Exercise goal: Here you must reproduce each line of the data exactly.
START Recorded information
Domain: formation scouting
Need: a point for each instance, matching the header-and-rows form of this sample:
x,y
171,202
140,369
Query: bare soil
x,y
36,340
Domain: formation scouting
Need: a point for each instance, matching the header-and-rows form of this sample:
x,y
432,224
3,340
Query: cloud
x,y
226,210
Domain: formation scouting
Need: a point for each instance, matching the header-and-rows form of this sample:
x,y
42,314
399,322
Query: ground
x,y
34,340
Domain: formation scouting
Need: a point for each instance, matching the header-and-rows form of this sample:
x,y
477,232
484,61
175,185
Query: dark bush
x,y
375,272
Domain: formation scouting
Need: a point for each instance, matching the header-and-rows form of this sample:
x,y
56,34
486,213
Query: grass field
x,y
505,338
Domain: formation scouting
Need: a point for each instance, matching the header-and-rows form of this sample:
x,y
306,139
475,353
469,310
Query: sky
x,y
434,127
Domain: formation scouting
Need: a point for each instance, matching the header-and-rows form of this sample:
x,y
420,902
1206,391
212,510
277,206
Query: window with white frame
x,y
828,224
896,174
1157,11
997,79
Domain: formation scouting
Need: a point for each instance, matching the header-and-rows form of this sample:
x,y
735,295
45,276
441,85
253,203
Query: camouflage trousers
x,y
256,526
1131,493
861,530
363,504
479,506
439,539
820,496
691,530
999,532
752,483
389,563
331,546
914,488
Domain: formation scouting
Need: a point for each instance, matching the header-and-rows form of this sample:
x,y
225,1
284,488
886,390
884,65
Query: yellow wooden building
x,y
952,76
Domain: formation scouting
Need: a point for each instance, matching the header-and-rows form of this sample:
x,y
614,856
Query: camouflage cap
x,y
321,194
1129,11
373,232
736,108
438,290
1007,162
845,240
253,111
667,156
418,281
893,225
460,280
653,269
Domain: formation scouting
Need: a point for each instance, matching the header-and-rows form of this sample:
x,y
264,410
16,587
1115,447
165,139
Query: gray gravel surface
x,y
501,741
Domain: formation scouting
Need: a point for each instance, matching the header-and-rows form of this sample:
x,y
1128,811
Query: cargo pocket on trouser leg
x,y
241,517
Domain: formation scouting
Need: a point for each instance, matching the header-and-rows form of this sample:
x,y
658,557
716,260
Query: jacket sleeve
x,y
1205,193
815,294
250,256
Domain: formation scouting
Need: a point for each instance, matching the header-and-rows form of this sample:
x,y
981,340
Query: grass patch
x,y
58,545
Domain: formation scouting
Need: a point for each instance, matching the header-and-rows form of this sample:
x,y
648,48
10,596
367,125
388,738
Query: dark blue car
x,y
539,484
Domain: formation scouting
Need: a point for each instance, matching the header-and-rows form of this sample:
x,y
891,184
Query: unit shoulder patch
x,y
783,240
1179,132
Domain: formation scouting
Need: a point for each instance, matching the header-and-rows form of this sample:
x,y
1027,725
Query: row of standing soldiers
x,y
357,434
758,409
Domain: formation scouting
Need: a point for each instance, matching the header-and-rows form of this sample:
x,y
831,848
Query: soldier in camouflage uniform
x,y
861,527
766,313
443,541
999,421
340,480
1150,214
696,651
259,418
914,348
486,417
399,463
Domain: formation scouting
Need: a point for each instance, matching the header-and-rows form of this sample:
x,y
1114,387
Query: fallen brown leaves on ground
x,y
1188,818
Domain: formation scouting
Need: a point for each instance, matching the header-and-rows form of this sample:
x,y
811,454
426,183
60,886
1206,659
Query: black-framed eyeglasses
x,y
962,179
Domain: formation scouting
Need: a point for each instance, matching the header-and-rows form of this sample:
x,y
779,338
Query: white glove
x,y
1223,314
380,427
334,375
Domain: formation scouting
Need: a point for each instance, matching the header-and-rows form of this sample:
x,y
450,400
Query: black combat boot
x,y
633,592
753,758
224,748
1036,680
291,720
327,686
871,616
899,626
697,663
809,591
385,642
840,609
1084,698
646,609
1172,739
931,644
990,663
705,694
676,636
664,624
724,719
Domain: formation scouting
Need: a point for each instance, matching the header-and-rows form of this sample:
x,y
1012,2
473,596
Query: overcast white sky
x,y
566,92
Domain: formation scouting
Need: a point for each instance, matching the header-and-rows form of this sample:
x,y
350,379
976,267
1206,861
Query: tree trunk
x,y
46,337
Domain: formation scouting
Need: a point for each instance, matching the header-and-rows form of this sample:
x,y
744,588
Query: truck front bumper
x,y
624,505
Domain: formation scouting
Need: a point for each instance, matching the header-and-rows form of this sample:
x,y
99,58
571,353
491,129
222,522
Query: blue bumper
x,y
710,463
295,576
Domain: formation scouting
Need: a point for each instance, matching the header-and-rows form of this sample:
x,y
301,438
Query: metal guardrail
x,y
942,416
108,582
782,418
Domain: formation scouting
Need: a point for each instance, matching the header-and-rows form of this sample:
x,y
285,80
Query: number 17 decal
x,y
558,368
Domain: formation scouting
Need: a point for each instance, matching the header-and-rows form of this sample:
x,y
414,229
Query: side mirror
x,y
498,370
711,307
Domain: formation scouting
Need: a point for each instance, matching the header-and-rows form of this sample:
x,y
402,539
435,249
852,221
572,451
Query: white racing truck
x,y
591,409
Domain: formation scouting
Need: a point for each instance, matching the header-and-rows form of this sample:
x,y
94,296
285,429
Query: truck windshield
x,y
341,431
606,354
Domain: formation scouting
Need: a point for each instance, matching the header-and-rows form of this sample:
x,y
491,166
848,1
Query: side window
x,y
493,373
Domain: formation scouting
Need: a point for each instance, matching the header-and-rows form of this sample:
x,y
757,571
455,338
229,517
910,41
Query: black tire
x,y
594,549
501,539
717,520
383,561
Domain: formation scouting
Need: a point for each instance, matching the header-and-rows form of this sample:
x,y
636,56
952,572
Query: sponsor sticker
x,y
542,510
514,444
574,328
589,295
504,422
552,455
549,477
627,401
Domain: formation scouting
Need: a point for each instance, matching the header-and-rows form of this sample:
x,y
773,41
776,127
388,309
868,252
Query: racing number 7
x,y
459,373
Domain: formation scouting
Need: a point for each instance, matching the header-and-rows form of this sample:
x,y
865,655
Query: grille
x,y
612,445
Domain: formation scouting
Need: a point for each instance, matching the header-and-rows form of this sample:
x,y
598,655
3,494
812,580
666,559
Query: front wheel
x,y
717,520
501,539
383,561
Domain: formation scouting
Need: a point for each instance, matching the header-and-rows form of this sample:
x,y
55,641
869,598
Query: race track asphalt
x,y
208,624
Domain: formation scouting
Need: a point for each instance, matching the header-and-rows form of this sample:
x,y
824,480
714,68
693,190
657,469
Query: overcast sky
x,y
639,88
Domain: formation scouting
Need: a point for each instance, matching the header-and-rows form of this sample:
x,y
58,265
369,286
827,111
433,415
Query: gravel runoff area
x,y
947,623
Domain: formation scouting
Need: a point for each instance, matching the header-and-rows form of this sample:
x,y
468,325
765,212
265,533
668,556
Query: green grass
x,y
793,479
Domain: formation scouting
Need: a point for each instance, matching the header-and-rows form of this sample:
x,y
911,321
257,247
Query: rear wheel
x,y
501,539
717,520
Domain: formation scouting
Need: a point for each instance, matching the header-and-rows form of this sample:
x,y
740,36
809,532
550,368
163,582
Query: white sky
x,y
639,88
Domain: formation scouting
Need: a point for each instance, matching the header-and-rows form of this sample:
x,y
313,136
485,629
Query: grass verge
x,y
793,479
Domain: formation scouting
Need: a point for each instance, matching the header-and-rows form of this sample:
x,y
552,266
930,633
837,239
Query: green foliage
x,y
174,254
END Recorded information
Task output:
Domain: formation scouting
Need: a point for each instance, matching the header-and-rows form of this sample:
x,y
171,202
140,369
Query: bare soil
x,y
36,340
Domain: formation scouting
Need: a point for each instance, matching the header-and-rows form of this sample:
x,y
432,224
3,340
Query: cloud
x,y
226,210
Domain: formation scouting
Need: a point for each instance, matching the header-and-rows form of this sample:
x,y
42,314
399,322
Query: ground
x,y
34,340
Domain: formation scouting
Need: a point for each instance, matching the header-and-rows form of this sample:
x,y
477,232
484,61
175,185
Query: dark bush
x,y
375,272
Domain: formation scouting
Need: a point for each instance, matching the header-and-rows form of this sample:
x,y
56,34
486,213
Query: grass field
x,y
505,338
Domain: formation scouting
Need: a point for each instance, matching the header-and-rows form of this sample:
x,y
306,139
475,353
469,310
Query: sky
x,y
434,127
Domain: formation scouting
Need: a point for each instance, matching the header-and-rows form of this sample:
x,y
420,902
1206,391
212,510
277,206
Query: window with white frame
x,y
828,224
896,174
1157,11
997,79
Domain: formation scouting
Need: a point for each instance, matching the header-and-rows form of this sample:
x,y
735,295
45,276
441,85
253,203
Query: camouflage trousers
x,y
256,526
1131,493
861,530
363,504
479,506
439,539
820,496
691,530
999,532
752,483
389,563
331,546
914,488
Domain: formation scouting
Need: a point for each instance, matching the header-and-rows form of this sample:
x,y
225,1
284,488
886,390
884,65
Query: yellow wooden building
x,y
952,76
Domain: formation scouting
Need: a point for each instance, matching the header-and-rows form of this sample:
x,y
614,856
Query: camouflage cap
x,y
321,194
1129,11
373,232
736,108
438,290
1007,162
845,240
253,111
667,156
418,281
893,225
460,280
653,269
Domain: formation scouting
Need: a point for each instance, matching the header-and-rows form of this sample:
x,y
264,410
16,587
1115,447
165,139
Query: gray gravel surface
x,y
501,741
Domain: formation scouting
Need: a point for each instance, matching the header-and-rows form of this sample:
x,y
1128,811
Query: cargo pocket on trouser leg
x,y
241,517
Domain: formation scouting
Need: a point for each instance, matching the header-and-rows form of this sample:
x,y
658,557
716,260
Query: jacket sleeve
x,y
1205,193
815,294
250,256
Domain: formation scouting
Need: a point for each instance, matching the header-and-rows form of this sample:
x,y
981,340
Query: grass patch
x,y
58,545
Domain: formation scouting
Need: a point for each instance, matching the header-and-rows form of this sample:
x,y
648,48
10,596
367,125
388,738
Query: dark blue car
x,y
539,484
Domain: formation scouting
Need: a point for each instance, matching the header-and-rows form of this sample:
x,y
891,184
Query: unit shoulder patch
x,y
783,240
1179,132
Domain: formation scouting
Need: a point for each instance, matching the header-and-rows form of this sample:
x,y
1027,725
Query: row of standing soldiers
x,y
357,434
758,409
Domain: formation scouting
Need: a point for each instance, matching the header-and-rows form of this sample:
x,y
831,848
Query: soldier in camouflage uniform
x,y
861,527
766,313
443,541
999,421
340,480
1150,214
696,651
259,418
914,348
486,417
399,463
Domain: formation scouting
Need: a point for each instance, matching the header-and-rows form of this sample:
x,y
1114,387
Query: fallen brown leaves on ground
x,y
1188,818
Domain: formation scouting
Need: a point for each instance, matching the header-and-rows form of this sample:
x,y
811,454
426,183
60,886
1206,659
Query: black-framed eyeglasses
x,y
962,179
Domain: formation scouting
Need: a point for each instance, matching the header-and-rows form of this sample:
x,y
779,338
Query: white glove
x,y
1223,314
380,427
334,375
Domain: formation scouting
Need: a point for each instance, matching the header-and-rows form of this sample:
x,y
450,400
Query: black combat boot
x,y
633,592
753,758
224,748
1036,680
291,720
327,686
871,616
899,626
697,663
809,591
385,642
840,609
1084,698
646,609
1172,739
931,644
990,663
705,694
676,636
664,624
724,719
Domain: formation scouting
Need: a point for each instance, matching the header-and-rows form of this sample:
x,y
1012,2
473,596
Query: overcast white sky
x,y
566,92
Domain: formation scouting
Need: a point for each instance, matching the header-and-rows form of this sample:
x,y
350,379
976,267
1206,861
Query: tree trunk
x,y
46,337
Domain: formation scouting
Need: a point for each instance, matching the header-and-rows form of this sample:
x,y
744,588
Query: truck front bumper
x,y
624,505
Domain: formation scouting
Need: a point for each instance, matching the header-and-rows form of this sample:
x,y
99,58
571,353
491,129
222,522
Query: blue bumper
x,y
710,463
295,576
Domain: formation scouting
Need: a point for each instance, matching the header-and-rows form of this sample:
x,y
301,438
Query: metal guardrail
x,y
942,416
108,582
782,418
Domain: formation scouting
Need: a point for each instance, matching the header-and-rows form of this sample:
x,y
285,80
Query: number 17 decal
x,y
558,368
Domain: formation scouting
Need: a point for each instance, matching the header-and-rows form of this sample:
x,y
414,229
Query: side mirror
x,y
498,370
711,307
Domain: formation scouting
Need: a point for each instance, matching the header-and-rows form of this sample:
x,y
402,539
435,249
852,221
572,451
Query: white racing truck
x,y
591,409
Domain: formation scouting
Need: a point for each instance, matching the header-and-rows form of this sample:
x,y
94,296
285,429
Query: truck windshield
x,y
341,431
606,354
Domain: formation scouting
Need: a point for each instance, matching the header-and-rows form of this sample:
x,y
491,166
848,1
Query: side window
x,y
493,373
Domain: formation scouting
Need: a point for each instance, matching the header-and-rows form of this sample:
x,y
757,571
455,338
229,517
910,41
Query: black tire
x,y
594,549
501,539
717,520
383,561
Domain: formation scouting
Need: a point for each instance, matching the header-and-rows form of this sample:
x,y
636,56
952,572
Query: sponsor sticker
x,y
542,510
514,444
574,328
589,295
504,422
552,455
549,477
627,401
Domain: formation scouting
Need: a point for each instance, matching the header-and-rows form of this sample:
x,y
773,41
776,127
388,309
868,252
Query: racing number 7
x,y
459,373
Domain: formation scouting
Need: a point for each instance, matching the header-and-rows form of this sample:
x,y
865,655
Query: grille
x,y
612,445
Domain: formation scouting
Need: a point for each instance, matching the header-and-rows form of this sample:
x,y
598,655
3,494
812,580
666,559
Query: front wheel
x,y
717,520
501,539
383,561
Domain: formation scouting
Need: a point for each instance, matching the header-and-rows form of this sample:
x,y
55,641
869,598
Query: race track asphalt
x,y
208,624
Domain: formation scouting
Need: a point for each instance, matching the header-and-rows form of this sample:
x,y
824,480
714,68
693,190
657,469
Query: overcast sky
x,y
639,88
Domain: formation scouting
Need: a point for each instance, matching the header-and-rows form of this sample:
x,y
58,265
369,286
827,111
433,415
Query: gravel runoff area
x,y
947,623
Domain: formation scouting
Need: a point for each instance, matching the header-and-rows form of this sample:
x,y
468,325
765,212
265,533
668,556
Query: green grass
x,y
793,479
Domain: formation scouting
Need: a point for each instance, matching the header-and-rows form of this sample:
x,y
911,321
257,247
Query: rear wheel
x,y
501,539
717,520
Domain: formation scouting
Need: a point for each instance, matching the header-and-rows form of this sample:
x,y
740,36
809,532
550,368
163,582
Query: white sky
x,y
639,88
Domain: formation scouting
Need: a point for each instance, matching the header-and-rows form of this sample:
x,y
313,136
485,629
Query: grass verge
x,y
793,479
Domain: formation scouting
Need: a point for each instance, matching the header-and-rows form of this sample:
x,y
552,266
930,633
837,239
Query: green foliage
x,y
174,254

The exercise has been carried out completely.